• **To be done**
Every record must be transcribed in its entirety, apart from the images, which are to be omitted.

---------- Data rows ----------

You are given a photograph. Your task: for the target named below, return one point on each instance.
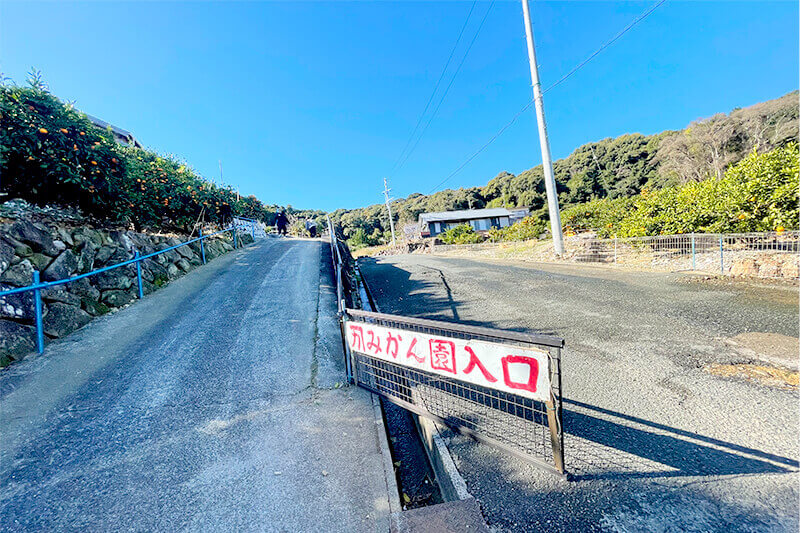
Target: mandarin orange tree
(52, 153)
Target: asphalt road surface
(654, 441)
(211, 405)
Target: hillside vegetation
(50, 153)
(612, 175)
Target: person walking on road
(281, 222)
(311, 228)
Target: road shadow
(599, 443)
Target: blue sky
(310, 104)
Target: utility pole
(386, 190)
(547, 163)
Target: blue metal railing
(39, 285)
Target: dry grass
(765, 375)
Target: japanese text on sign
(513, 369)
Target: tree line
(613, 168)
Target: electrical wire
(436, 88)
(444, 95)
(560, 80)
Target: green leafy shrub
(52, 153)
(760, 193)
(462, 234)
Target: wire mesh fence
(524, 427)
(765, 255)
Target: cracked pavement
(653, 442)
(213, 404)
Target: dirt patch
(765, 375)
(773, 347)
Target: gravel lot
(653, 440)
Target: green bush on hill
(615, 169)
(760, 193)
(51, 153)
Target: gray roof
(119, 132)
(466, 214)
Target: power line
(436, 88)
(560, 80)
(444, 95)
(625, 30)
(482, 148)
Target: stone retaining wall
(59, 251)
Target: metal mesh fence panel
(527, 428)
(765, 255)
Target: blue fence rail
(39, 285)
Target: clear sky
(310, 104)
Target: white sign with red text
(513, 369)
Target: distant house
(123, 137)
(432, 224)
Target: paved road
(655, 442)
(212, 405)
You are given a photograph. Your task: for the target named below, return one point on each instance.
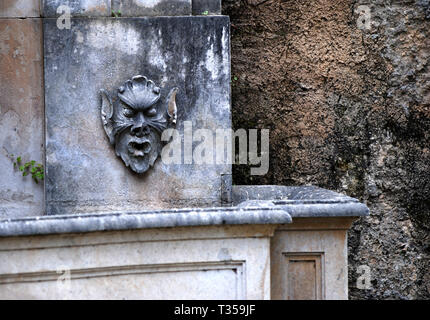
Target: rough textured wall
(349, 110)
(21, 114)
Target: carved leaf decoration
(106, 114)
(139, 92)
(171, 106)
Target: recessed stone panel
(21, 115)
(83, 172)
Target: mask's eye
(151, 112)
(129, 112)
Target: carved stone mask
(134, 121)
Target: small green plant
(233, 80)
(116, 14)
(31, 167)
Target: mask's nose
(140, 127)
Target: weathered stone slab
(206, 7)
(83, 172)
(138, 8)
(87, 8)
(215, 262)
(21, 114)
(19, 8)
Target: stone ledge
(304, 202)
(79, 223)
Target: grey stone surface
(78, 223)
(306, 201)
(19, 8)
(21, 114)
(138, 8)
(87, 8)
(83, 173)
(211, 6)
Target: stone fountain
(123, 80)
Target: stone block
(76, 8)
(210, 6)
(139, 8)
(213, 262)
(19, 8)
(21, 114)
(83, 172)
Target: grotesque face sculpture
(135, 120)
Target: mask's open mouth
(139, 149)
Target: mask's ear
(171, 105)
(106, 114)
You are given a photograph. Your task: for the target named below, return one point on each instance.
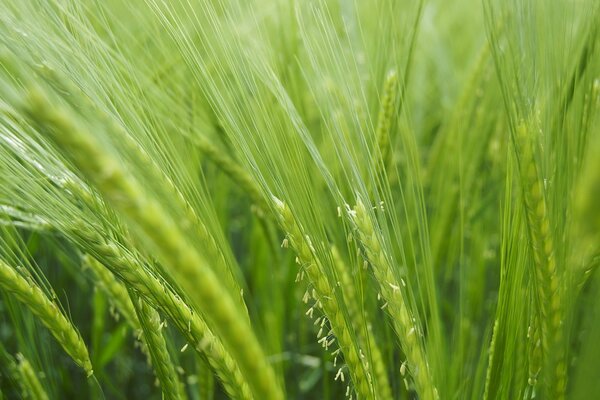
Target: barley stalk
(116, 291)
(546, 275)
(327, 299)
(125, 266)
(392, 291)
(211, 249)
(189, 268)
(28, 293)
(362, 325)
(143, 318)
(157, 347)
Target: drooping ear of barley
(212, 251)
(189, 268)
(393, 292)
(360, 371)
(547, 276)
(362, 324)
(164, 368)
(29, 381)
(116, 291)
(189, 323)
(28, 293)
(142, 317)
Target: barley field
(299, 199)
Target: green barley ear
(190, 324)
(115, 291)
(152, 327)
(362, 324)
(326, 299)
(29, 380)
(189, 268)
(394, 294)
(28, 293)
(547, 280)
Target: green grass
(299, 199)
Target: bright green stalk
(189, 323)
(159, 353)
(141, 317)
(115, 290)
(393, 292)
(28, 293)
(362, 325)
(359, 370)
(189, 268)
(549, 291)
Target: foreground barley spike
(189, 268)
(546, 274)
(212, 250)
(129, 269)
(28, 293)
(115, 290)
(141, 317)
(327, 299)
(362, 325)
(157, 347)
(393, 292)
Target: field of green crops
(299, 199)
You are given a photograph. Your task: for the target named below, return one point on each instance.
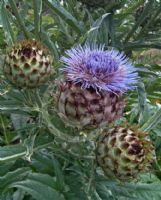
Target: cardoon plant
(91, 129)
(95, 80)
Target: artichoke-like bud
(124, 153)
(27, 65)
(95, 80)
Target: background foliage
(38, 161)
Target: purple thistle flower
(103, 70)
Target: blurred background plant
(40, 157)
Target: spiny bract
(124, 152)
(101, 3)
(86, 108)
(95, 79)
(27, 64)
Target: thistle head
(102, 70)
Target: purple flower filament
(102, 70)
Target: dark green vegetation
(40, 157)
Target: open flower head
(102, 70)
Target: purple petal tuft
(103, 70)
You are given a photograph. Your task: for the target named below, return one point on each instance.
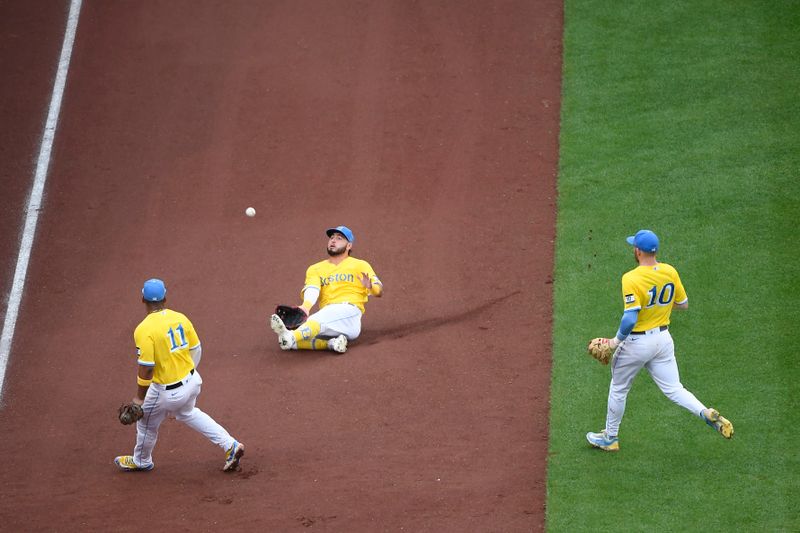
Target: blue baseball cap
(645, 240)
(154, 290)
(344, 230)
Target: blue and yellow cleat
(603, 441)
(720, 424)
(126, 463)
(232, 456)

----------

• **Response to this exercise**
You are given a photograph. Your task: for the target named below, return one point on each instance.
Target: mandarin orange tree
(52, 153)
Target: asphalt road surface
(654, 441)
(211, 405)
Target: hillside vegetation
(50, 153)
(612, 175)
Target: person walking on road
(281, 222)
(311, 228)
Target: road shadow
(599, 443)
Target: blue sky
(310, 104)
Target: utility pole
(386, 190)
(547, 163)
Target: blue metal railing
(39, 285)
Target: dry grass
(765, 375)
Target: japanese text on sign
(513, 369)
Target: tree line
(613, 168)
Target: electrical wire
(436, 88)
(444, 95)
(560, 80)
Target: green leafy shrub
(52, 153)
(760, 193)
(462, 234)
Target: wire mesh fence
(524, 427)
(765, 255)
Target: cracked pavement
(653, 442)
(213, 404)
Target: dirt patch
(765, 375)
(773, 347)
Target: gravel lot
(653, 440)
Target: green bush on hill
(615, 169)
(760, 193)
(51, 153)
Target: gray roof
(119, 132)
(466, 214)
Target: power line
(436, 88)
(560, 80)
(444, 95)
(625, 30)
(482, 148)
Target: stone retaining wall
(59, 251)
Target: metal mesh fence panel
(527, 428)
(765, 255)
Target: blue fence rail
(39, 285)
Target: clear sky
(310, 104)
Target: white sign with red text
(513, 369)
Target: distant house
(123, 137)
(432, 224)
Target: paved road
(655, 442)
(212, 405)
You are given a photograph. Your task: for the target named below, return one point on each instance.
Target: rough textured wall
(349, 110)
(21, 114)
Target: carved leaf decoration
(106, 114)
(139, 92)
(171, 106)
Target: recessed stone panel
(21, 115)
(83, 172)
Target: mask's eye
(151, 112)
(129, 112)
Target: carved stone mask
(134, 121)
Target: small green plant
(233, 80)
(116, 14)
(31, 167)
Target: mask's nose
(140, 127)
Target: weathered stone slab
(206, 7)
(83, 172)
(138, 8)
(87, 8)
(215, 262)
(21, 114)
(19, 8)
Target: stone ledge
(304, 202)
(79, 223)
Target: grey stone surface
(78, 223)
(306, 201)
(19, 8)
(21, 114)
(138, 8)
(87, 8)
(83, 173)
(211, 6)
Target: stone fountain
(123, 80)
Target: stone block
(76, 8)
(210, 6)
(139, 8)
(213, 262)
(19, 8)
(21, 114)
(83, 172)
Target: grotesque face sculpture
(135, 120)
Target: mask's open mouth
(139, 149)
Target: mask's ear
(171, 105)
(106, 114)
You are given a photograph. Your task: for the target named below, return one point on each instance.
Target: barley stalk
(116, 291)
(546, 275)
(327, 299)
(125, 266)
(392, 291)
(211, 249)
(189, 268)
(28, 293)
(362, 325)
(143, 318)
(157, 347)
Target: drooping ear of barley
(212, 251)
(189, 268)
(393, 292)
(360, 371)
(547, 276)
(362, 324)
(164, 368)
(29, 381)
(116, 291)
(189, 323)
(28, 293)
(142, 317)
Target: barley field
(299, 199)
Target: green barley ear
(190, 324)
(115, 291)
(152, 327)
(362, 324)
(326, 299)
(29, 380)
(189, 268)
(394, 294)
(28, 293)
(547, 280)
Target: green grass
(299, 199)
Target: bright green stalk
(189, 323)
(159, 353)
(141, 317)
(115, 290)
(393, 292)
(28, 293)
(362, 325)
(359, 370)
(189, 268)
(549, 291)
Target: foreground barley spike
(189, 268)
(546, 274)
(212, 250)
(129, 269)
(28, 293)
(115, 290)
(141, 317)
(327, 299)
(362, 325)
(157, 347)
(393, 292)
Target: field of green crops
(299, 199)
You are given a photograph. Your task: for the target named below, return one point on each instance.
Target: cardoon plant
(91, 129)
(95, 80)
Target: artichoke-like bud
(124, 153)
(27, 65)
(95, 80)
Target: background foliage
(38, 161)
Target: purple thistle flower
(103, 70)
Target: blurred background plant
(40, 157)
Target: spiny bract
(124, 152)
(101, 3)
(86, 108)
(95, 79)
(27, 64)
Target: thistle head
(102, 70)
Target: purple flower filament
(102, 70)
Target: dark green vegetation
(40, 157)
Target: open flower head
(102, 70)
Target: purple petal tuft
(103, 70)
You are given a photograph. Your task: for the target named below, return one point on each instance.
Target: blue baseball cap
(645, 240)
(154, 290)
(344, 230)
Target: blue and yellow cleat
(603, 441)
(720, 424)
(126, 463)
(232, 456)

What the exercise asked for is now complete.